╭──

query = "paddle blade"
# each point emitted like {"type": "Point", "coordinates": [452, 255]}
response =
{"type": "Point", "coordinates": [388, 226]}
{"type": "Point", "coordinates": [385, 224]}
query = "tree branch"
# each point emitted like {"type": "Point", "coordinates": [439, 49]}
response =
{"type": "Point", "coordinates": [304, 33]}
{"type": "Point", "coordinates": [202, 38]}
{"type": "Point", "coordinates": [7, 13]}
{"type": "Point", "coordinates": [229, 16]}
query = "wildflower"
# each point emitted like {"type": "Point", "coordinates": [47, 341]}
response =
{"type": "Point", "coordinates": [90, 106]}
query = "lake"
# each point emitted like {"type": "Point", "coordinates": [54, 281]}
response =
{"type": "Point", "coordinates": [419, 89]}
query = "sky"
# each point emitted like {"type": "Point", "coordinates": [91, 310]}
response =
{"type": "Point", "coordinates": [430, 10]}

╰──
╭──

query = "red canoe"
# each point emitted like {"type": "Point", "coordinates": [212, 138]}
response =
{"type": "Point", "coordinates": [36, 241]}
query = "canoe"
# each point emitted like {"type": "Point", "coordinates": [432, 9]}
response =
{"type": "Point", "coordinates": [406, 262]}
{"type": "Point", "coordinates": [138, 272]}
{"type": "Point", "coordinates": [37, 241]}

╰──

**EXERCISE BRIEF**:
Lines that contain "like" are to be copied from the records above.

**RESULT**:
# each point emitted like {"type": "Point", "coordinates": [452, 255]}
# each point emitted like {"type": "Point", "coordinates": [439, 49]}
# each point emitted like {"type": "Point", "coordinates": [47, 341]}
# each point emitted like {"type": "Point", "coordinates": [54, 281]}
# each point emitted like {"type": "Point", "coordinates": [91, 310]}
# each point emitted like {"type": "Point", "coordinates": [212, 138]}
# each point emitted like {"type": "Point", "coordinates": [432, 9]}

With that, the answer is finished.